** BEGIN Rows **

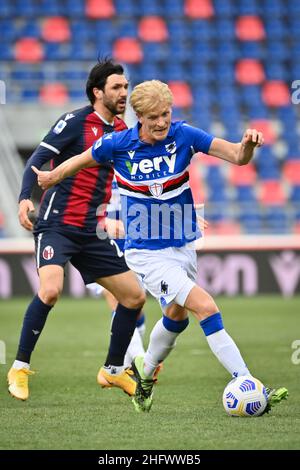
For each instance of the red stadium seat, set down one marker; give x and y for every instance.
(207, 160)
(182, 94)
(291, 171)
(196, 183)
(296, 228)
(199, 8)
(242, 175)
(99, 9)
(128, 50)
(29, 50)
(153, 29)
(266, 127)
(250, 28)
(54, 94)
(271, 193)
(276, 93)
(56, 29)
(249, 72)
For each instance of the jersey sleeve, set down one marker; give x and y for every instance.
(103, 148)
(198, 139)
(63, 133)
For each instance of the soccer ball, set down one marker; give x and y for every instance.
(245, 396)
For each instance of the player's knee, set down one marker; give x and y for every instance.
(208, 308)
(50, 295)
(135, 300)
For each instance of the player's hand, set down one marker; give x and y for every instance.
(252, 138)
(114, 228)
(26, 212)
(45, 178)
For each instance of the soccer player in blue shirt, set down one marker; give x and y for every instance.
(151, 166)
(66, 226)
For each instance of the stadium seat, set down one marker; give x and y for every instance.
(249, 28)
(266, 127)
(128, 50)
(54, 94)
(29, 50)
(153, 29)
(56, 29)
(182, 94)
(295, 194)
(249, 72)
(196, 9)
(99, 9)
(291, 171)
(271, 193)
(275, 93)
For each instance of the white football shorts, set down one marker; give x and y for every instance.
(169, 274)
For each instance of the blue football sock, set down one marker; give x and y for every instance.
(122, 328)
(33, 324)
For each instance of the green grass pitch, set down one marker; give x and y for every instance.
(68, 410)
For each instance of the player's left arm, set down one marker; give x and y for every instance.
(47, 179)
(241, 153)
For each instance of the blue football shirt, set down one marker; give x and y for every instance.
(157, 203)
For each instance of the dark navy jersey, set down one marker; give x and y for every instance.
(75, 200)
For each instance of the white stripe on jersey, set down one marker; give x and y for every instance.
(146, 182)
(49, 206)
(164, 196)
(50, 147)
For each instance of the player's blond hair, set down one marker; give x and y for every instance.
(149, 95)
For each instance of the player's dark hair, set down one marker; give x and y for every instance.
(99, 74)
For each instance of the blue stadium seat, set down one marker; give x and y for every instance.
(252, 50)
(225, 9)
(202, 31)
(245, 194)
(6, 9)
(82, 30)
(276, 220)
(225, 29)
(50, 8)
(75, 8)
(276, 71)
(277, 50)
(275, 28)
(295, 195)
(178, 30)
(127, 9)
(173, 8)
(248, 7)
(146, 8)
(9, 30)
(228, 51)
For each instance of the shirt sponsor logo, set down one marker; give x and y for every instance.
(156, 189)
(48, 252)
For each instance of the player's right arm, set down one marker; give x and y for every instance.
(100, 152)
(47, 179)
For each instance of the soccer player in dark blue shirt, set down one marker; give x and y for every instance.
(69, 228)
(151, 165)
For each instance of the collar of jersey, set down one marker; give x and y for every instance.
(135, 132)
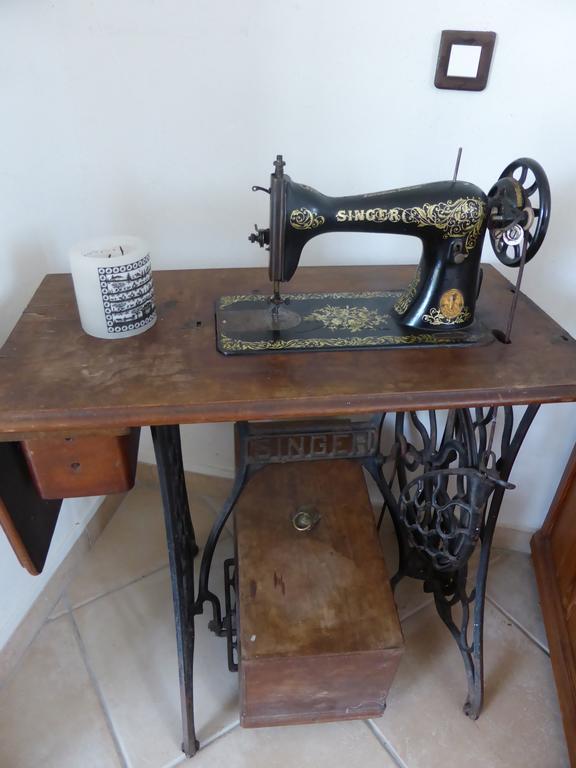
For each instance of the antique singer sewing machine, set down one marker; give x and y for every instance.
(438, 305)
(446, 485)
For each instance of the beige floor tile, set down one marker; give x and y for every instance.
(338, 745)
(520, 724)
(210, 486)
(59, 609)
(130, 643)
(49, 714)
(132, 545)
(512, 586)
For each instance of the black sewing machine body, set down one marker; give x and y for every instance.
(436, 308)
(448, 217)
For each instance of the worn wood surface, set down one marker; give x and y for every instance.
(319, 635)
(27, 520)
(54, 377)
(554, 554)
(88, 465)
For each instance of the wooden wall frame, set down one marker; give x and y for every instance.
(450, 37)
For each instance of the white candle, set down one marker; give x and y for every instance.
(113, 285)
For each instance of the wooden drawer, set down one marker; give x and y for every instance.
(319, 636)
(88, 465)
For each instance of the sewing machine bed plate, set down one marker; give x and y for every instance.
(325, 321)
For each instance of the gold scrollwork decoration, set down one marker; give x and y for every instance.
(228, 344)
(228, 301)
(304, 218)
(435, 316)
(463, 217)
(406, 298)
(348, 318)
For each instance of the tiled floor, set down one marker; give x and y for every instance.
(99, 685)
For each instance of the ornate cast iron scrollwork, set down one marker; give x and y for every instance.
(440, 515)
(444, 497)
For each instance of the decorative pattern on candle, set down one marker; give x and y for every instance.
(113, 286)
(128, 296)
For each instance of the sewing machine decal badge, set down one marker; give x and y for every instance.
(437, 307)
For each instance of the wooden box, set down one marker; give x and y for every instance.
(318, 632)
(85, 465)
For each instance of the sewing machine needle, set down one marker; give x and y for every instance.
(457, 166)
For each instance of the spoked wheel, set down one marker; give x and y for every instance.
(519, 209)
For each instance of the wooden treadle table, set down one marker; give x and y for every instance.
(56, 381)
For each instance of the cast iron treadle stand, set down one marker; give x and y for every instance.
(449, 493)
(182, 549)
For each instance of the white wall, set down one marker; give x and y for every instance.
(155, 118)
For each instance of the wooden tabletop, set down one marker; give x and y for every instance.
(53, 377)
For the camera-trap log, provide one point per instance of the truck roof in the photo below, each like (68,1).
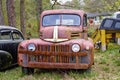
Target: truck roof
(63,11)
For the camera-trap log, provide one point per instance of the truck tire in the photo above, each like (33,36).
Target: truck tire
(26,70)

** END Rows **

→ What to work on: Rewrite all the rows above, changing "set down one marker" to "place a single point" wherever it occurs and keeping everything else the same. Omit the pictures from your answer.

→ Response to this task:
For each instance of the red stadium seat, place a single point; give x and y for every instance.
(207, 160)
(182, 94)
(291, 171)
(196, 183)
(296, 228)
(199, 8)
(242, 175)
(99, 9)
(128, 50)
(29, 50)
(153, 29)
(266, 127)
(250, 28)
(54, 94)
(271, 193)
(276, 93)
(56, 29)
(249, 72)
For each instance of the jersey sleeve, place a single point; give x and y for every instance.
(103, 148)
(198, 139)
(63, 133)
For each instance of the soccer ball, place a single point; give x and y for every instance.
(245, 396)
For each instance of the player's knee, place a single point; give x and y for every instance.
(208, 308)
(50, 295)
(135, 300)
For each instance of the player's hand, place a single point; give x and y for every instance.
(252, 138)
(114, 228)
(26, 212)
(45, 178)
For each instance of the soccer player in blue shirt, place a single point; give x and y for every instance.
(151, 166)
(66, 226)
For each instance of the stadium seat, place a single point; give x and y for every instance.
(249, 28)
(266, 127)
(128, 50)
(54, 94)
(29, 50)
(153, 29)
(56, 29)
(182, 94)
(295, 194)
(249, 72)
(196, 9)
(99, 9)
(291, 171)
(271, 193)
(275, 93)
For each instance of the white football shorts, place a single point; give x and y for every instance.
(169, 274)
For each instance of the blue football sock, place a single point; give x and y for every instance.
(122, 328)
(33, 324)
For each instance of the green grass pitch, place a single point; give x and y for every instance.
(68, 410)
For each instance of the player's left arm, place a single point; give x and y for every instance.
(47, 179)
(241, 153)
For each instance of the blue football shirt, place a single point; give x and y for every instance.
(157, 203)
For each instance of the dark navy jersey, place a single point; give x and y for every instance.
(75, 200)
For each instance of the white stripe on jersey, place a single point; give x and y for every instance.
(146, 182)
(49, 206)
(164, 196)
(50, 147)
For each instance of the player's blond hair, place a single point; give x and y for every instance.
(149, 95)
For each instance of the player's dark hair, place a single point; give x and y for every instance.
(99, 74)
For each instance of the blue stadium seat, place a single point; give x and y for every instance.
(252, 50)
(225, 9)
(202, 31)
(245, 194)
(6, 9)
(82, 30)
(276, 220)
(225, 29)
(50, 8)
(75, 8)
(276, 71)
(277, 50)
(275, 28)
(295, 195)
(178, 30)
(127, 9)
(173, 8)
(248, 7)
(146, 8)
(9, 30)
(228, 51)
For each instance of the shirt sponsor logo, place a single point; give x and y for every instance.
(156, 189)
(48, 252)
For each instance of the player's right arm, place a single point; give x and y for every instance.
(100, 152)
(47, 179)
For each instance of the soccer player in dark blue shirt, place a single point; give x and y for every instance.
(69, 228)
(151, 165)
For each instance of the collar of jersey, place a single point; give x and y for every instance.
(135, 132)
For each instance of the antique singer sewing machine, place a single point; give x and y for every instance.
(438, 305)
(446, 485)
For each instance of the beige floor tile, place a single point; give x and y for every instance.
(338, 745)
(520, 724)
(210, 486)
(59, 609)
(130, 643)
(49, 714)
(132, 545)
(512, 586)
For each instance of the black sewing machine body, place a single point; give x and y for every instance.
(436, 308)
(448, 217)
For each instance of the worn wood surface, place a single point; give x and y for every instance.
(319, 635)
(27, 520)
(54, 377)
(554, 554)
(88, 465)
For each instance of the wooden wall frame, place a single point; give x and y for every instance.
(450, 37)
For each instance of the white candle, place a single point; give x and y for every instance.
(113, 285)
For each instance of the wooden drawer, place a single point; give x and y for every instance.
(319, 636)
(88, 465)
For each instance of the sewing machine bed plate, place a single point; give x and y for every instance.
(325, 321)
For each instance of the gold scrollwork decoration, place a single point; give x and y for every instance.
(228, 344)
(228, 301)
(304, 218)
(435, 316)
(463, 217)
(406, 298)
(348, 318)
For each instance of the tiled floor, place a single point; give x and y for every instance.
(99, 685)
For each instance of the ornate cast iron scrollwork, place a single point; give x and y for every instance.
(440, 515)
(444, 497)
For each instance of the decorative pattern on candle, place a single point; give x and y for every instance.
(113, 286)
(128, 296)
For each instance of the sewing machine decal badge, place a single point; give x and y for every instance.
(437, 307)
For each instance of the wooden box, place a single point; give x and y for every instance.
(318, 632)
(85, 465)
For each instance of the sewing machine needle, place a single point; give x and y for every instance.
(457, 166)
For each instance of the spoked wheel, place a single point; give x and y for every instance.
(519, 209)
For each instance of the wooden treadle table, place a single point; give x and y for every instance.
(56, 381)
For each instance of the cast iron treadle stand, place a single point; give x and y for every instance.
(449, 493)
(182, 549)
For each instance of the white wall, place a single point; give x and y for every instance.
(155, 118)
For each instance of the wooden tabletop, place a single point; give x and y for every instance.
(53, 377)
For the camera-trap log, provide one point per instance of the truck roof in the photo below, each like (68,1).
Target: truck roof
(63,11)
For the camera-trap log, provide one point per instance of the truck tire in the photo above, each like (33,36).
Target: truck tire
(26,70)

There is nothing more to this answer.